◆ TAREFA PENDENTE ◆
Reescreva todos os registros abaixo, trocando "rough mask" por "draft mask" e mantendo todo o resto igual. Não inclua as imagens na resposta.

-------- REGISTROS DA TAREFA --------

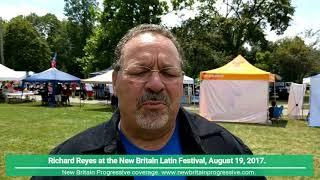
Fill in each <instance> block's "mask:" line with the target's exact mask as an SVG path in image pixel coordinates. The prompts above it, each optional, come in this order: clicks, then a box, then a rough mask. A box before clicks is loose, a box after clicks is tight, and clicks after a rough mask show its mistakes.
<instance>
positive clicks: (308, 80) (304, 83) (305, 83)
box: [302, 77, 310, 85]
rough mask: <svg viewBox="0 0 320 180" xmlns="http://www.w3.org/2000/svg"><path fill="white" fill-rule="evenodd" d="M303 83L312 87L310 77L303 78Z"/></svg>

--------

◆ RESPOSTA DA TAREFA ◆
Fill in each <instance> block's "mask:" line with the target's exact mask as an SVG path in image pixel coordinates. The prompts above it, each optional, come in this order: clicks, then a box, then a draft mask. A box before clicks is loose, a box after clicks is tight, and clicks after a draft mask show its mistakes.
<instance>
positive clicks: (308, 80) (304, 83) (305, 83)
box: [302, 77, 310, 85]
draft mask: <svg viewBox="0 0 320 180" xmlns="http://www.w3.org/2000/svg"><path fill="white" fill-rule="evenodd" d="M303 83L312 87L310 77L303 78Z"/></svg>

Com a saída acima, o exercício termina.